▶ **Краткая задача**
Соберите из приведенных ниже данных все строки, где встречается слово «palm». Регистр букв учитывается.

▶ **Фрагмент данных**
##########

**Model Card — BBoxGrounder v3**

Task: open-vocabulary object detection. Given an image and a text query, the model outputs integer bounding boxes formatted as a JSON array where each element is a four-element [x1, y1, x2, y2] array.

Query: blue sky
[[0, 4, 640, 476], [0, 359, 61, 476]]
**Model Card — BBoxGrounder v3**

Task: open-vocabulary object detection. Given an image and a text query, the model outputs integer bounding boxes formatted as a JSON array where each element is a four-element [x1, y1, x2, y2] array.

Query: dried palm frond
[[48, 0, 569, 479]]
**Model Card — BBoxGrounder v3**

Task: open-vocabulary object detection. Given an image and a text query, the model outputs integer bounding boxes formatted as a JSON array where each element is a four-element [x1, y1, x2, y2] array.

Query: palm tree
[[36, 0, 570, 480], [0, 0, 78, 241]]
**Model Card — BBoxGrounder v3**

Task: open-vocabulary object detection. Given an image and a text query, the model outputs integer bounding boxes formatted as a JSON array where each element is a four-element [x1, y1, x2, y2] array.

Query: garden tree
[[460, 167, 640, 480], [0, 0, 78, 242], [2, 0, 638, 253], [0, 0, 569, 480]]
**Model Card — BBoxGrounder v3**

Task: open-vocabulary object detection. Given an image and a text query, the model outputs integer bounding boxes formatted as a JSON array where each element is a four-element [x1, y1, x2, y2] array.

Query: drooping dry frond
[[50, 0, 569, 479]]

##########

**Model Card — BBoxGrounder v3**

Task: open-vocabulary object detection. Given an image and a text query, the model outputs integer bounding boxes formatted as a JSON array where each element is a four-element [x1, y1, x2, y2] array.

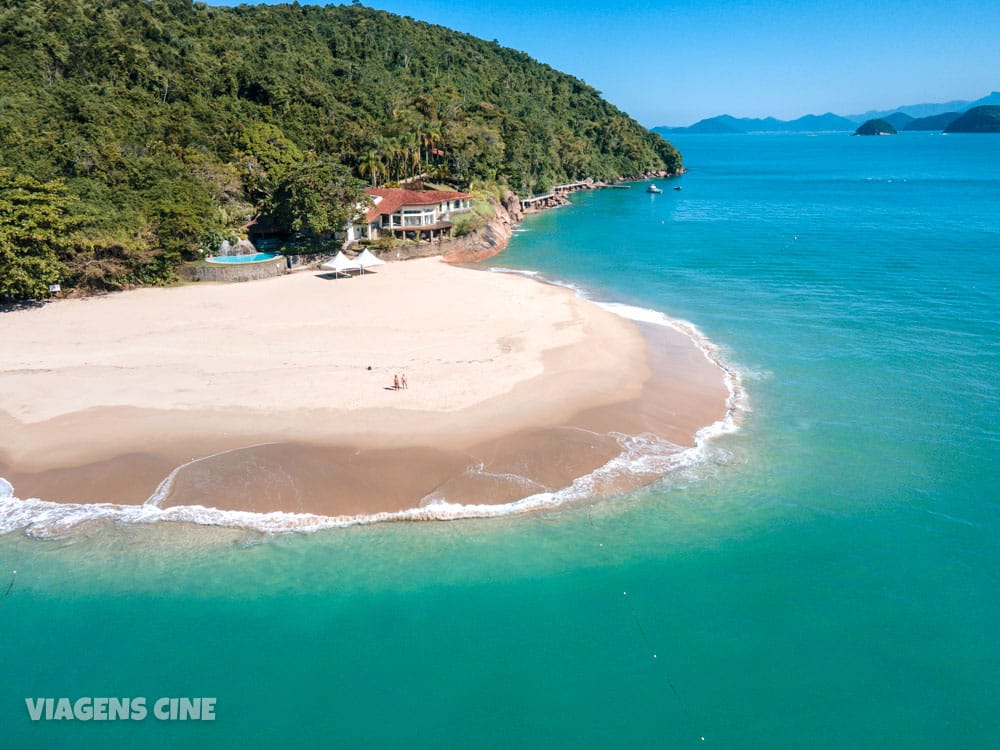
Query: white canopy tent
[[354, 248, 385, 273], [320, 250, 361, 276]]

##########

▶ **Письменный ответ**
Query: dried palm frond
Query: palm tree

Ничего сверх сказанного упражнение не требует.